▶ Objectives
A. Using the Machu Picchu travel account, decide whether each statement agrees with it: (i) entry tickets to Machu Picchu can be bought at the gate; (ii) the hike up from Aguas Calientes took about 90 minutes; (iii) the train tickets were bought on the Peru Rail website. Answer yes or no for each and quote the deciding words.
B. The first paragraph of the Machu Picchu travel account rules out several ways of getting to Machu Picchu. List every one of them.

** start of Excerpted passage **

Of course we were going to go to Machu Picchu. It was just a matter of how we were going to get there. Hiking was out, because you have to book an Inca Trail hike months in advance and I’m not a big hiker. Taking a 4-hour train from Cusco to Aguas Calientes was out, because it costs a billion dollars. Taking a tour was out because we had recently vowed to avoid tours at all costs.

PeruRail to Machu Picchu
We took a 90-minute train instead. And they did give us windows and salted banana chips.

So here’s how we did it:

  • We bought our entry ticket to Machu Picchu in Cusco for 126 soles. You can only buy them from one place, an office a 20 minute walk out of town. Ask at the tourist office for directions and take your passport. (Tickets can also be purchased online or in Aguas Calientes, but not at the gate!)
  • From Ollantaytambo, we caught the train to Aguas Calientes. It cost about $50 each, but was essentially our only option. We bought our tickets through a travel agency after our credit card wouldn’t work on the Peru Rail website. I’d recommend buying them directly from the Peru Rail office if this happens.
  • We spent the night in Aguas Calientes, the closest town to Machu Picchu. To cut costs, we stayed in a dorm room at Supertramp hostel. The beds were super comfy, they start breakfast at 4 AM, and when we came back they let us use the facilities until our afternoon train left.

In the morning, we left at 5:30AM to tackle the hike up to the ruins. From Aguas Calientes, you can follow a trail across a rushing river into the mist and vegetation of the mountains. That leads to a seemingly endless series of stairs that takes you higher and higher, until finally – you arrive.

Machu Picchu hike
Views from the hike to Machu Picchu from Aguas Calientes – surprisingly rainforest-like.

The hike took us about 90 minutes, and we only saw two other people. It was tiring, but I actually loved it. Much better than paying $10 for the bus.

Machu Picchu bus route
The lazy way up – that’s the overpriced road the buses take.

** end of Excerpted passage **
** start of Extracted records **

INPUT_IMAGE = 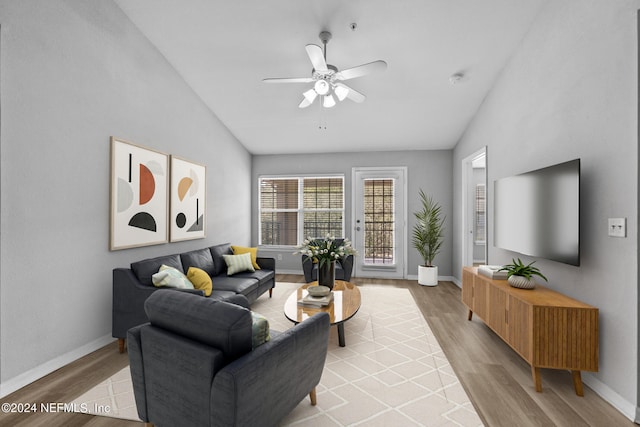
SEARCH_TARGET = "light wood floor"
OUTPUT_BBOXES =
[0,275,636,427]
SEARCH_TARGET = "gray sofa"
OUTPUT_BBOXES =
[127,290,330,427]
[111,243,276,353]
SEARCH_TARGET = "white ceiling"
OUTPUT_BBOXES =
[115,0,545,154]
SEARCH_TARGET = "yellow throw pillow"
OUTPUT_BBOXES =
[187,267,213,297]
[231,245,260,270]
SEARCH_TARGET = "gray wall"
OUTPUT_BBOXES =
[453,0,640,417]
[252,150,453,276]
[0,0,251,391]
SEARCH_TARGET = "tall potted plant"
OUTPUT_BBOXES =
[412,189,445,286]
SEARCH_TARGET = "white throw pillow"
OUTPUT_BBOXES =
[222,252,256,276]
[151,264,193,289]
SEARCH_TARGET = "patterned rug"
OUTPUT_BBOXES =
[74,283,482,427]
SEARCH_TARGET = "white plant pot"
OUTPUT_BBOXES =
[418,265,438,286]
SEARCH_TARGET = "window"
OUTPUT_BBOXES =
[475,184,487,244]
[259,176,344,246]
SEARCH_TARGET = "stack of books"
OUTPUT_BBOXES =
[298,292,333,307]
[478,265,507,280]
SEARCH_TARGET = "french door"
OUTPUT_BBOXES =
[352,168,407,279]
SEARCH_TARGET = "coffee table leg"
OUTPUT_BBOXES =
[337,323,345,347]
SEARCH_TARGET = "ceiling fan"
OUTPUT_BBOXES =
[262,31,387,108]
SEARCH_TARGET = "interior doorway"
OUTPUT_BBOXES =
[461,147,488,266]
[352,167,407,279]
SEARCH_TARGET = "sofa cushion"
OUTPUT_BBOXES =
[231,245,260,270]
[233,270,275,283]
[131,254,184,286]
[214,275,258,295]
[187,267,213,297]
[222,252,256,276]
[151,264,193,289]
[144,290,252,360]
[209,243,233,276]
[180,248,215,276]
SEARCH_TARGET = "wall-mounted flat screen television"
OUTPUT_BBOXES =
[493,159,580,265]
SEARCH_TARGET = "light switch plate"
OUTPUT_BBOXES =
[609,218,627,237]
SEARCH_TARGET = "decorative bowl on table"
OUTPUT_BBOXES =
[307,286,331,297]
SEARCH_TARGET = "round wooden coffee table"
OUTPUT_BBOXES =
[284,280,361,347]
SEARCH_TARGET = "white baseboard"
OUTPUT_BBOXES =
[0,334,115,397]
[276,268,304,276]
[407,274,456,283]
[582,372,638,422]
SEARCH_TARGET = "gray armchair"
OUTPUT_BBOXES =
[302,239,353,283]
[127,290,329,427]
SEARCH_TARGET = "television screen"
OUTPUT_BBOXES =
[493,159,580,265]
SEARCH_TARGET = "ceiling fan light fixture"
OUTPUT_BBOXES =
[333,86,349,101]
[313,80,331,95]
[322,95,336,108]
[302,89,318,104]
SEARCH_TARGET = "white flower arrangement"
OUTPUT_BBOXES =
[293,233,357,267]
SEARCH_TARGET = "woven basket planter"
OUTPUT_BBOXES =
[507,276,536,289]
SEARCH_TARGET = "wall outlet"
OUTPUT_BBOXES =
[609,218,627,237]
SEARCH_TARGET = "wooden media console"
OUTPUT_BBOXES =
[462,267,598,396]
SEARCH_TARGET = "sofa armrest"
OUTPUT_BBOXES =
[127,325,149,422]
[256,257,276,271]
[211,313,330,425]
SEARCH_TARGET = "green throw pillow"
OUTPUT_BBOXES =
[151,264,193,289]
[222,252,256,276]
[251,311,271,349]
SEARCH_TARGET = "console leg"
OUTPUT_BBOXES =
[571,371,584,396]
[531,366,542,393]
[337,323,346,347]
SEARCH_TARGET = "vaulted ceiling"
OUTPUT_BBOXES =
[115,0,546,154]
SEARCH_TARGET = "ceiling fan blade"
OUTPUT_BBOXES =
[304,44,329,72]
[335,83,367,103]
[262,77,313,83]
[298,98,313,108]
[336,60,387,80]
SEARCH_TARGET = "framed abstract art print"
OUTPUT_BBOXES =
[110,137,169,250]
[169,155,207,242]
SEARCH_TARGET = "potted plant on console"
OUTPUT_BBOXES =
[412,190,445,286]
[498,258,548,289]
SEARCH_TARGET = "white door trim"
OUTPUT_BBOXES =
[351,166,408,279]
[460,146,488,267]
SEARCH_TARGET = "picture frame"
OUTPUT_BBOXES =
[169,155,207,242]
[109,136,169,251]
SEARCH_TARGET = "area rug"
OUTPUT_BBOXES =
[73,282,482,427]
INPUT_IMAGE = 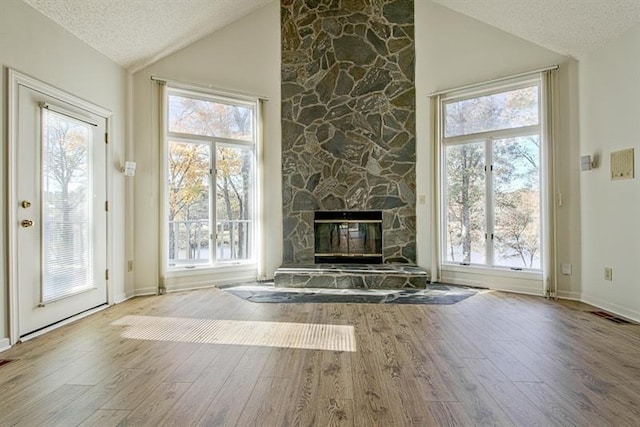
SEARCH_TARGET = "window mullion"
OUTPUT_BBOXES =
[485,137,495,266]
[214,141,218,265]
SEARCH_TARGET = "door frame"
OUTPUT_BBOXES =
[6,68,113,345]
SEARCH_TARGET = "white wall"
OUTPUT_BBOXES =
[134,0,580,296]
[580,24,640,320]
[134,1,282,293]
[0,0,127,341]
[415,0,580,296]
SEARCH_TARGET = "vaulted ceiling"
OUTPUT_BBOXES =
[23,0,640,71]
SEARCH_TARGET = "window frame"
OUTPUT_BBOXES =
[160,85,260,278]
[437,76,551,279]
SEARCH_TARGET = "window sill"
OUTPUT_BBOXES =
[164,261,258,278]
[442,264,542,280]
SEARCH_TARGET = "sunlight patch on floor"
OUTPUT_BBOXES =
[111,316,356,352]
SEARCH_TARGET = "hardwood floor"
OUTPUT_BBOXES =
[0,289,640,426]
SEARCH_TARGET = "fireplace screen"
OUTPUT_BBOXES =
[314,211,382,264]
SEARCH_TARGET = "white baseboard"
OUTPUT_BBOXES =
[557,290,583,302]
[165,276,256,292]
[127,286,158,299]
[0,338,11,353]
[20,304,109,341]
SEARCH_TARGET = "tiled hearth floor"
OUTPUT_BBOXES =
[274,264,428,289]
[221,283,479,304]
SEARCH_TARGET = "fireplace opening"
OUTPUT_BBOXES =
[313,211,382,264]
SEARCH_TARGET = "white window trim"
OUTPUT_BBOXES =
[432,72,553,294]
[159,84,262,278]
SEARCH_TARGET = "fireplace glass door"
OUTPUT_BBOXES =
[314,212,382,264]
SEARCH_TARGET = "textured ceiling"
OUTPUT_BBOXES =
[436,0,640,59]
[20,0,640,71]
[21,0,271,70]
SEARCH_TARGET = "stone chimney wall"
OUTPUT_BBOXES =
[280,0,416,263]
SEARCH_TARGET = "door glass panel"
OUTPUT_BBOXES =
[168,141,211,267]
[216,146,253,261]
[444,142,486,264]
[493,135,541,269]
[41,109,94,302]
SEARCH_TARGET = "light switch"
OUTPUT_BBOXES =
[611,148,634,180]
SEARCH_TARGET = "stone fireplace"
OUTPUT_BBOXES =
[281,0,416,264]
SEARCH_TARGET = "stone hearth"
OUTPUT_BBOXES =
[274,264,428,289]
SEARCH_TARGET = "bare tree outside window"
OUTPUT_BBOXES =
[168,94,255,266]
[444,85,541,269]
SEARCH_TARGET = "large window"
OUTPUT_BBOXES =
[441,80,542,270]
[165,90,256,270]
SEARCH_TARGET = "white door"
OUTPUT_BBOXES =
[13,85,107,336]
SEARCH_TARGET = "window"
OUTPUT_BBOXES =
[165,89,256,270]
[441,79,542,271]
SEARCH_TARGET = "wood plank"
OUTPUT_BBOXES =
[0,289,640,426]
[198,347,272,425]
[123,382,191,426]
[79,409,129,427]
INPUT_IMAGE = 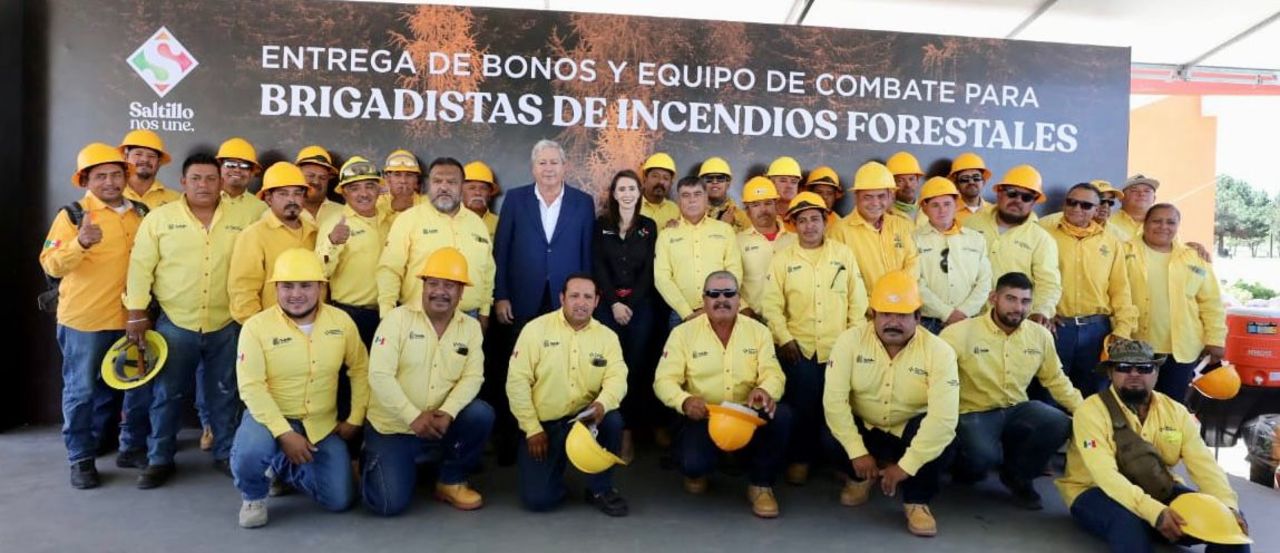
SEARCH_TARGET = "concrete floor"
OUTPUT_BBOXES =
[0,428,1280,553]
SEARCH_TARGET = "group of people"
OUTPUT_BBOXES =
[40,131,1248,552]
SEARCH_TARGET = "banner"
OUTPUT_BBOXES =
[40,0,1129,212]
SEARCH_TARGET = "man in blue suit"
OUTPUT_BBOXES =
[484,140,595,465]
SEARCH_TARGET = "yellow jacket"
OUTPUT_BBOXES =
[124,198,257,333]
[653,215,750,319]
[653,314,787,413]
[822,324,960,475]
[760,239,867,362]
[941,312,1084,415]
[378,202,497,316]
[40,192,142,332]
[369,306,484,434]
[1053,388,1239,526]
[1124,236,1226,362]
[236,303,369,443]
[507,310,627,437]
[1050,221,1138,339]
[316,206,392,307]
[964,209,1062,317]
[911,223,995,320]
[227,210,316,324]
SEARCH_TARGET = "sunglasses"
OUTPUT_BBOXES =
[1111,364,1156,374]
[703,288,737,300]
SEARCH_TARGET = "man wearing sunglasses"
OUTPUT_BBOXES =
[964,165,1062,330]
[653,270,791,518]
[1048,183,1138,397]
[1056,341,1249,553]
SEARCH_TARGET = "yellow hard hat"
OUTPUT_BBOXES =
[707,403,764,451]
[764,156,800,178]
[850,161,897,191]
[293,145,338,173]
[1192,360,1240,399]
[884,152,924,177]
[787,192,829,220]
[214,137,262,170]
[947,152,991,180]
[564,421,626,474]
[257,161,307,198]
[268,248,329,283]
[698,157,732,178]
[640,152,676,175]
[120,129,173,165]
[338,156,383,192]
[742,177,778,204]
[417,246,471,285]
[1169,492,1253,545]
[102,330,169,390]
[72,142,133,188]
[920,177,960,205]
[996,165,1044,204]
[870,270,922,315]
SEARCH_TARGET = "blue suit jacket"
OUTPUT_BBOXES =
[493,184,595,319]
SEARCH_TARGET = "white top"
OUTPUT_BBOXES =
[534,184,564,243]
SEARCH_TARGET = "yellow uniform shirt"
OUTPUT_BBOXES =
[822,324,960,475]
[316,206,392,307]
[965,209,1062,317]
[227,211,316,324]
[737,224,796,311]
[369,306,484,434]
[236,303,369,443]
[640,197,680,232]
[507,310,627,437]
[653,315,787,413]
[378,202,497,316]
[1125,236,1226,362]
[1053,389,1239,526]
[827,209,920,291]
[124,180,182,209]
[941,312,1084,413]
[124,198,257,333]
[911,223,995,320]
[653,215,750,319]
[760,239,867,362]
[40,192,142,332]
[1050,221,1138,339]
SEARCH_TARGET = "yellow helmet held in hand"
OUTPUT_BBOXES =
[120,129,173,165]
[268,248,329,283]
[102,330,169,390]
[72,142,133,188]
[707,402,764,452]
[417,246,471,285]
[884,152,924,177]
[870,271,923,315]
[214,137,262,172]
[742,177,778,204]
[850,161,897,191]
[1169,493,1253,545]
[564,421,626,474]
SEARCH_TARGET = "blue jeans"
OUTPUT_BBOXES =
[58,325,124,465]
[1071,485,1249,553]
[147,314,239,465]
[783,355,827,465]
[516,410,622,511]
[952,399,1071,483]
[676,403,792,488]
[360,399,494,516]
[232,411,356,512]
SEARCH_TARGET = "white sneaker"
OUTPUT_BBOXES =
[241,499,266,527]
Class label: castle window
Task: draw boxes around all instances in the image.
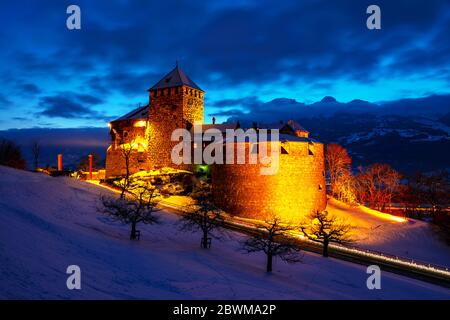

** end of Extracted records **

▶ The responses
A.
(i) No: "Tickets can also be purchased online or in Aguas Calientes, but not at the gate!"
(ii) Yes: "The hike took us about 90 minutes, and we only saw two other people."
(iii) No: "We bought our tickets through a travel agency after our credit card wouldn’t work on the Peru Rail website."

B.
1. Hiking the Inca Trail
2. Taking a 4-hour train from Cusco to Aguas Calientes
3. Taking a tour